▶ **Page excerpt**
----
This is scary...I agree completely. :Q

However, the data that he presented so incompetently and completely misunderstood is essentially correct (and you'll note that it's exactly what I've been saying for months now...).
 

Viditor

Diamond Member
Oct 25, 1999
3,290
0
0
Originally posted by: CTho9305
The article claims there's no microcode workaround and product has to be recalled, but also says that there is a BIOS update to work around the problem. That doesn't make much sense to me.

I'll quote from a more knowledgable source than myself...

"There is microcode for the L3 controller separate from the main controller loop that is not updatable"
"In K7, all the memory controller microcode is generated during bootup by the BIOS. In K8 the same thing happens for the main memory controller loop, but there are some microcode routines for controllers (such as the L3 controller) which are not part of the main loop. These cannot be updated without a mask revision. As I understand it, there will be a BIOS update which allows the main loop to recover from a glitch in synchronization. If the problem occurs rarely or at all--as is expected in 2.3 GHz and below CPUs--this is sufficient. But if it occurs constantly, you take a big performance hit. So rev B3 is needed to swat the problem at its source"
 

DrMrLordX

Lifer
Apr 27, 2000
22,915
12,988
136
So this is a problem with the L3 cache controller? Could this bug be side-stepped by disabling the L3 cache altogether?
 

harpoon84

Golden Member
Jul 16, 2006
1,084
0
0
Originally posted by: DrMrLordX
So this is a problem with the L3 cache controller? Could this bug be side-stepped by disabling the L3 cache altogether?
----
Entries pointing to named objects
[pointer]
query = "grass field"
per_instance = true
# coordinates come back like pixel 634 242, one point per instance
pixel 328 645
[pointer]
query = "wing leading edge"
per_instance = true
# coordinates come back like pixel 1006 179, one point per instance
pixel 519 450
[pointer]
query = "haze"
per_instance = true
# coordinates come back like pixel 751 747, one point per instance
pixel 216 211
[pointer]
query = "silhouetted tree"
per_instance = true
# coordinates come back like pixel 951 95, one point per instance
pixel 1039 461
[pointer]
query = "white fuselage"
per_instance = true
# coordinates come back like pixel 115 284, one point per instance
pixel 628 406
----
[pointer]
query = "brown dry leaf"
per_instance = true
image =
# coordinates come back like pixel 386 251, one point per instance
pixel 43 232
----
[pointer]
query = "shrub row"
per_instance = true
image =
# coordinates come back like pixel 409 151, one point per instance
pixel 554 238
----
▶ **Stated task 1**
Echo the stretch of the L3 controller thread from "However, the data" through "source than myself...".
▶ **Stated task 2**
Write what comes next in the L3 controller thread, picking up after its last line.
The items have no connection to the L3 controller thread.

▶ **Answer 1**
However, the data that he presented so incompetently and completely misunderstood is essentially correct (and you'll note that it's exactly what I've been saying for months now...).
 

Viditor

Diamond Member
Oct 25, 1999
3,290
0
0
Originally posted by: CTho9305
The article claims there's no microcode workaround and product has to be recalled, but also says that there is a BIOS update to work around the problem. That doesn't make much sense to me.

I'll quote from a more knowledgable source than myself...

▶ **Answer 2**
According to Fudzilla, yes you can, but you lose 10% performance, so it's hardly practical.
 

DrMrLordX

Lifer
Apr 27, 2000
22,915
12,988
136
Interesting. I wonder of B2 chips will OC better with their L3 cache disabled. Hmm.
 

CTho9305

Elite Member
Jul 26, 2000
9,214
1
81
Originally posted by: harpoon84
Originally posted by: DrMrLordX
So this is a problem with the L3 cache controller? Could this bug be side-stepped by disabling the L3 cache altogether?

According to Fudzilla, yes you can, but you lose 10% performance, so it's hardly practical.

The L3 is worth 10% performance? Wow, that's pretty amazing. Got links to benchmarks that compare L3 enabled/disabled?
 

Idontcare

Elite Member
Oct 10, 1999
21,110
64
91
Originally posted by: CTho9305
Originally posted by: harpoon84
Originally posted by: DrMrLordX
So this is a problem with the L3 cache controller? Could this bug be side-stepped by disabling the L3 cache altogether?

According to Fudzilla, yes you can, but you lose 10% performance, so it's hardly practical.

The L3 is worth 10% performance? Wow, that's pretty amazing. Got links to benchmarks that compare L3 enabled/disabled?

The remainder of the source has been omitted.